Consistency builds trust
When you’re getting to know someone you start to form opinions based on your interactions. If they are dressed in a three-piece suit one day, like a punk rocker the next and then a race car driver you might have a hard time figuring out who that person is or what they are about. This person might pique your curiosity but would you be comfortable doing business with this person or having this individual being the face of your business?
People are creatures of habit, and we find comfort in things we find familiar. When we’re familiar with something, we innately trust it more. Naturally, this concept applies to design as well.
Established brands know the magic of consistency and are diligent when enforcing the rules. Anyone who’s ever worked in a creative position has received branding guidelines from their clients. This document is a brand’s style guide that outlines what you can and can’t do with any of their brand elements such as, logo, color palette, font, etc. The goal is to keep everyone in lock-step to maintain a consistent identity throughout their online and offline identity.
Consistency doesn’t keep you guessing
You’ll know a Coca-Cola product or company asset the instant you see it, even if it’s not spelled out. All you need to see is that iconic red color and the outline of a bottle and you make the connection with Coke. It may even evoke some memory you’ve had with the product, mixing Coke’s brand story with your history.
You know it’s fall when the pumpkin lattes are flowing and when Coke starts rolling out the cans with the Polar Bears.
That’s the power of consistency in branding and design!

Written exercise 1 - For the passage on consistency in branding, say whether each statement agrees with it, answering yes or no and quoting the words that decide it: (a) Branding guidelines set out what may and may not be done with a brand's elements. (b) People trust familiar things less. (c) Coke releases its Polar Bear cans in the spring.
Written exercise 2 - Carry on writing the passage on consistency in branding from the point where it stops.
The material after this point comes from a different source.

Data extract -
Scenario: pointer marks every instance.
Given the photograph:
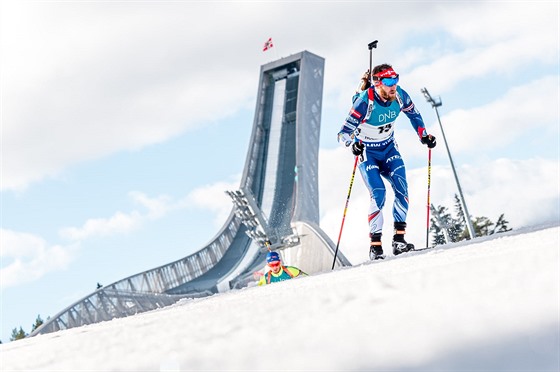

Expected answer 1 -
(a) Yes: "outlines what you can and can’t do with any of their brand elements"
(b) No: "When we’re familiar with something, we innately trust it more."
(c) No: "You know it’s fall when the pumpkin lattes are flowing and when Coke starts rolling out the cans with the Polar Bears."

Expected answer 2 -
They’ve made a consistent impression on you so many times that you know everything about their products without the need to see them. You recognize the “building blocks”—the core foundation of their brand and design—so when they release something new, you already understand who it’s coming from.
It’s dependable, trustworthy and comfortable.
Consistency builds recognition
Brand recognition is a powerful asset, as you can see from Coca-Cola’s example. However, what happens when you change the design of your product incorrectly?
Look no further than one of the most important lessons in the entire history of graphic design. In 2009, juice-selling giant Tropicana went through a significant brand redesign.
It was the result of breaking with consistency. With Tropicana’s botched redesign, the company lost the recognition they had built by cutting what was iconic to their product and their brand.
Tropicana’s signature visual element on their packaging is a fresh orange with a straw poked into it. This design was how people knew Tropicana for decades. It’s no exaggeration to say that replacing that orange quite literally cost Tropicana millions of dollars in losses.
You can see the difference between the original box and the redesign. The reasoning behind the redesign came from good intentions—however, they faced an immediate backlash from customers.
To make matters worse, they made a big mistake in their redesign. As you can see above, they completely redesigned every aspect of their identity at once. You can see why this might be harmful to an established Fortune 500 company. All of the brand equity they had built up over the years was overlooked. Within a few months, Tropicana had reverted to their original design.
A business makeover can be a good thing
Of course, it would be remiss not mention that there are exceptions to the rule.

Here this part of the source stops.